begin RECORDS FOR THIS EXERCISE

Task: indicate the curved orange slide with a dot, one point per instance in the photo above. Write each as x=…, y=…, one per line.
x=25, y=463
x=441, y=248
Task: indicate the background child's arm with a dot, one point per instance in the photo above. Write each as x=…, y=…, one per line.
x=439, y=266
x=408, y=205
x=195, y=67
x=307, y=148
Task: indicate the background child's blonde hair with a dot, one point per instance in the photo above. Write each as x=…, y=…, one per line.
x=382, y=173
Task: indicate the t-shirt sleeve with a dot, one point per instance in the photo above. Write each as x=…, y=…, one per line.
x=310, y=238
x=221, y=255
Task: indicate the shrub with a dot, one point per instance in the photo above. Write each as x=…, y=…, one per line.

end RECORDS FOR THIS EXERCISE

Return the part of the records that opens with the line containing "Task: indicate the background child's blonde" and closes with the line containing "x=382, y=173", copied word for word with both end lines included.

§ FINAL RESULT:
Task: indicate the background child's blonde hair with a dot, one point per instance in the photo above. Write each as x=…, y=…, one per line.
x=382, y=173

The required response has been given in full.